→ **Excerpt to read**:
[Start of section]
For decades, concrete has been one of the most widely used building materials worldwide. The familiar mixture of water, cement, and aggregates is used every day for a variety of construction jobs, including building foundations and engineering projects. This is because it is simple to use and has readily available, inexpensive composite materials. No matter how durable it may be constructed from, time and mother nature will always be the most common enemies to the construction material.Concrete is an extremely sturdy building material. When constructed correctly and in the right conditions, concrete structures can easily last 50 to 100 or more years!
The majority of the time, however, factors like passing time, wind, rain, the environment, and disturbances in the earth’s crust can cause cracks to appear in concrete. These cracks let detrimental substances seep into the concrete such as sulfates, chlorides, etc. The moisture may slowly corrode the steel rebar reinforcements which used in practically every concrete construction in existence. Some other mechanisms may damage the concrete itself and cause cracking and spalling of concrete.
What is Bioconcrete?
In early 2016, microbiologist Henk Jonkers from Delft University in the Netherlands came up with the solution of a self-healing concrete product by exploiting the healing properties of nature. Jonkers developed a sort of concrete that can really reconstruct itself as moisture enters the inevitable cracks, gaps, and holes by adding a new type of bacteria and calcium lactate capsules to the initial concrete mixture.
The biodegradable plastic shell of the calcium lactate is destroyed by moisture when it seeps into the bioconcrete. The bacteria that feed on the calcium lactate and produces limestone are then awakened by the calcium lactate. The limestone expands to fill in the cracks left by the water while this bacterial process takes place, rebuilding the structure from the inside out and entirely sealing the original site where the crack started.
This form of concrete is ideal for weather-exposed structures and locations that are challenging for maintenance personnel to reach. In the future, there won’t be a need for costly, difficult repairs because of this.
[End of section]
→ **Given information**:
[Start of section]
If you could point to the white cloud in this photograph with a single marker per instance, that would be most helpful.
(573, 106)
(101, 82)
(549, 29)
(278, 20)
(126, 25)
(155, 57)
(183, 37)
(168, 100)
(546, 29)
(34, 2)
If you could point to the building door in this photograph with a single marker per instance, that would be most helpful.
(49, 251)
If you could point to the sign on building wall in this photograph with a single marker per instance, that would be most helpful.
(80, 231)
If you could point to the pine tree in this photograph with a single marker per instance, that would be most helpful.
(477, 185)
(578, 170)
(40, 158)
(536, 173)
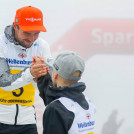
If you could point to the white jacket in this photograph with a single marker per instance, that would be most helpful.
(15, 57)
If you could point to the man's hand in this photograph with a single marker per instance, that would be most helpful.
(38, 67)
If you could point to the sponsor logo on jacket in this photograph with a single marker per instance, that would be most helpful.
(86, 124)
(14, 61)
(22, 55)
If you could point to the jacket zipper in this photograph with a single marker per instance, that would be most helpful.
(17, 111)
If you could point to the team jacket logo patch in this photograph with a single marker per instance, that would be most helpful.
(88, 116)
(22, 55)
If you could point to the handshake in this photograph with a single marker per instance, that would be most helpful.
(38, 67)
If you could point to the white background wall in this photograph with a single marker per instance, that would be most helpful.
(109, 78)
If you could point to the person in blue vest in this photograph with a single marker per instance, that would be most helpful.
(68, 110)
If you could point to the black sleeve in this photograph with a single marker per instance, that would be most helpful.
(43, 84)
(57, 119)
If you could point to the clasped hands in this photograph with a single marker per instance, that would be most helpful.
[End of section]
→ **Exercises**:
1. Set down the passage of the bioconcrete article word for word, starting with "For decades, concrete" and going on through "or more years!".
2. Take the bioconcrete article further, writing on from its final sentence.

→ **Responses**:
1.
For decades, concrete has been one of the most widely used building materials worldwide. The familiar mixture of water, cement, and aggregates is used every day for a variety of construction jobs, including building foundations and engineering projects. This is because it is simple to use and has readily available, inexpensive composite materials. No matter how durable it may be constructed from, time and mother nature will always be the most common enemies to the construction material.Concrete is an extremely sturdy building material. When constructed correctly and in the right conditions, concrete structures can easily last 50 to 100 or more years!

2.
Thus, Bioconcrete can be defined as:
the concrete prepared through the addition of bacteria with the capacity for precipitation of calcium carbonate (MICP), and aids in sealing the cracks that appear in it, which is characterized as a self-healing property (Jonkers, 2011).
Look at the following image:
On the left, the image shows a developed crack in the concrete sample, and on the right, the image shows the status of the crack after 56 days of healing. Seems a potential very effective solution for the cracking problem in concrete.
Potential Benefits of Bioconcrete
Basically, the main benefit of bioconcrete is going to be the creation of maintenance-free structures such as bridges, tunnels, and roads, etc. This will cut down billions of annual maintenance fees.
Limitations of Bioconcrete
The main limitation that exists for bioconcrete at the moment is the higher cost of construction, compared to traditional concrete. This is because the cost of bioconcrete is twice the cost of regular concrete manufacture, aking it only viable for projects where leakage and corrosion are particularly problematic, such as underground and underwater structures.
Thus, research is directed at the moment to test ways and techniques to reduce the cost of bioconcrete to make it suitable for all concrete and thus, developing sustainable structures.